[begin Selected excerpt]

Speaking volumes to the shelf-interested

Getting it Published

十二月 14, 2001

There is, I assume, only one William Germano. A shame, because any aspiring author who reads this book will probably want him as their editor. However, illicit cloning aside, they will have to settle for his considered advice on the page, rather than in person. That is pretty good to be going on with. He is committed to ideas but clear-headed about business, inspiring but not unrealistic, wise in the ways of publishing and witty about writers' foibles. And - a good sign in an editor - he writes well himself.

[end Selected excerpt]
[begin Dataset rows]

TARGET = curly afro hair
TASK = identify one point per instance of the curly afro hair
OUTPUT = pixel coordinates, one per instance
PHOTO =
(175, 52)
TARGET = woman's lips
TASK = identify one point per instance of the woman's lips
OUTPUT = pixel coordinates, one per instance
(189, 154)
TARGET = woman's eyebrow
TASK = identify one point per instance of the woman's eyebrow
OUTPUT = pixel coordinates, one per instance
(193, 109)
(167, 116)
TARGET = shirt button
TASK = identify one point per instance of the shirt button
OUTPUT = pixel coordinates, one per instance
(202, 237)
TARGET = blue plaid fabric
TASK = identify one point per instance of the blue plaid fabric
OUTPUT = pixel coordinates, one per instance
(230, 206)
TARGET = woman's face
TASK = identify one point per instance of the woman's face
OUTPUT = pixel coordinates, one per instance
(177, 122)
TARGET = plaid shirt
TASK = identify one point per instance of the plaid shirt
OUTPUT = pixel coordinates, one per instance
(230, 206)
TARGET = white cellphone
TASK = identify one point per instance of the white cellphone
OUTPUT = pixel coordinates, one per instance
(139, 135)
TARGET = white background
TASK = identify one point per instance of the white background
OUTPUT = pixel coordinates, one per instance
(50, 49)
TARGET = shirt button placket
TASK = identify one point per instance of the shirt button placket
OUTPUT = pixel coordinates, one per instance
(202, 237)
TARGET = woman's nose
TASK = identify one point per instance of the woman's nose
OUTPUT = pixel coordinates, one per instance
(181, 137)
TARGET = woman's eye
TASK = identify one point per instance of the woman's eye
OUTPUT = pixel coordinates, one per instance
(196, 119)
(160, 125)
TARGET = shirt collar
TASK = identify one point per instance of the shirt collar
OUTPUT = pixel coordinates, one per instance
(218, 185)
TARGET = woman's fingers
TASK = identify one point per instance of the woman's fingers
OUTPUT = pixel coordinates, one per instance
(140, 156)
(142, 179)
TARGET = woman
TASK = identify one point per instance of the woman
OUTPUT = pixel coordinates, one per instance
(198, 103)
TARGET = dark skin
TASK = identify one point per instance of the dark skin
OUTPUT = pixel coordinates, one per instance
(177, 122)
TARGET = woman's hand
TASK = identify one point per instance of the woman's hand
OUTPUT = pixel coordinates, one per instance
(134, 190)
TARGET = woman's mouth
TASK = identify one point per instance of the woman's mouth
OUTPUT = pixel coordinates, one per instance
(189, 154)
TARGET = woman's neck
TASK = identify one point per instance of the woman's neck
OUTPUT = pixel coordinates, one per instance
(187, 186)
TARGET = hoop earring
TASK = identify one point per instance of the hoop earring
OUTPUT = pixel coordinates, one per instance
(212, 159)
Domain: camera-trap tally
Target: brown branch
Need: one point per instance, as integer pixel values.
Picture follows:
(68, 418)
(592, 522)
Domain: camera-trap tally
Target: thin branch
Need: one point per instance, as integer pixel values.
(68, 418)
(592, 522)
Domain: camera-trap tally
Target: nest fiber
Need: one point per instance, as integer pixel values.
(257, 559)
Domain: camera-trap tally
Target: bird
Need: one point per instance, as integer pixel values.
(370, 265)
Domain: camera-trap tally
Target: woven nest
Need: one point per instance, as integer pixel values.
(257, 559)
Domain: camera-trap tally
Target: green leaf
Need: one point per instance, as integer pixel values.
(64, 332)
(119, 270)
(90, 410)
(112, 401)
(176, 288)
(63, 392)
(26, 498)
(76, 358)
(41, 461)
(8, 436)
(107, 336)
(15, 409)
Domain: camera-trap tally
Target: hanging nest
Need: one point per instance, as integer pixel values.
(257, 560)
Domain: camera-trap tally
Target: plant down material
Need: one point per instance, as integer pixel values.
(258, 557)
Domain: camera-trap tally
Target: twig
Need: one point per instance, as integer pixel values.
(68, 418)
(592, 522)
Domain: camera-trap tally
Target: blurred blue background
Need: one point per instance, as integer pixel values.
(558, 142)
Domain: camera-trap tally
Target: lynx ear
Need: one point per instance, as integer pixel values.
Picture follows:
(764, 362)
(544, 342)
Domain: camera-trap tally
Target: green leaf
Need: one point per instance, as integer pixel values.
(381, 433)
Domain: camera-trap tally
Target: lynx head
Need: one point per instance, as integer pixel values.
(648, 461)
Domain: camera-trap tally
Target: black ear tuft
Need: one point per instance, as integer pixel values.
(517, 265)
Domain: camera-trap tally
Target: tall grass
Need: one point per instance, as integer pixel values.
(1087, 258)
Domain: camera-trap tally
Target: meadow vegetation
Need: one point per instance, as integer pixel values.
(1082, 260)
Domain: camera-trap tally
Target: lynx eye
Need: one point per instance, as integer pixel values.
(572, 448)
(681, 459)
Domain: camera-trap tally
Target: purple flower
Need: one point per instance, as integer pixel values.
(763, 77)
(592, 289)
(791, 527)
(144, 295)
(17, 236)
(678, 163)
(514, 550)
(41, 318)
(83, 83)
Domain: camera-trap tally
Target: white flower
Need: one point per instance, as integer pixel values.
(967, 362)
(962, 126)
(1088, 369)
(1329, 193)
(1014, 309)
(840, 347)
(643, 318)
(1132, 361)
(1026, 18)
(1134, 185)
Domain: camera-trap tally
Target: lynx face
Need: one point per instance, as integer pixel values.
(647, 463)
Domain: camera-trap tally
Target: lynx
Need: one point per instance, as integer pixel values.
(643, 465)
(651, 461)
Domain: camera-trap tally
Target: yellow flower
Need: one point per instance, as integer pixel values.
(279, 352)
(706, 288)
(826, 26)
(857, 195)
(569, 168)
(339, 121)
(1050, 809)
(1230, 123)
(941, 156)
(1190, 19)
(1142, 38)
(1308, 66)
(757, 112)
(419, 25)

[end Dataset rows]

Tasks to complete =
a - Rewrite the paragraph of the review of Getting it Published that begins "There is, I assume, only one William Germano" in a shorter form, keeping its main facts.
b - Carry on the review of Getting it Published from the point at which it stops.

Task responses =
a - Aspiring authors who read this book will likely wish William Germano were their editor, but since there is only one of him, they must settle for his advice on the page, which serves them well. He is committed to ideas yet clear-headed about business, inspiring but realistic, wise about publishing and witty about writers' foibles, and, as befits an editor, he writes well himself.

b -
Germano's obvious reader is a junior faculty member in social science or humanities in a US university, chasing tenure, trying to negotiate that complex path between a collection of files on the hard disc and a nicely printed and bound volume with an ISBN and a price in a catalogue. But tenure is not the only reason, nor are these the only readers. The point of scholarly books, says Germano, is that they are still the best way to contribute to the "big, noisy conversation" about ideas. With that conviction comes a sense that he has a rare understanding of authors' needs as well as the imperatives of publishing. As a former editorial director of Columbia University Press and now vice-president and publishing director at Routledge, so he should.

He has produced a book that is entertaining as well as useful. It is also admirably comprehensive, taking in the entire process from finding a publisher - or an editor - dealing with reviews of your proposal, and reviewing a contract, to delivering your manuscript and understanding what happens to it on the way to print. And there is advice on negotiating the pitfalls that may appear if you want to edit a collection or an anthology, or produce a book dense with film stills or song quotations.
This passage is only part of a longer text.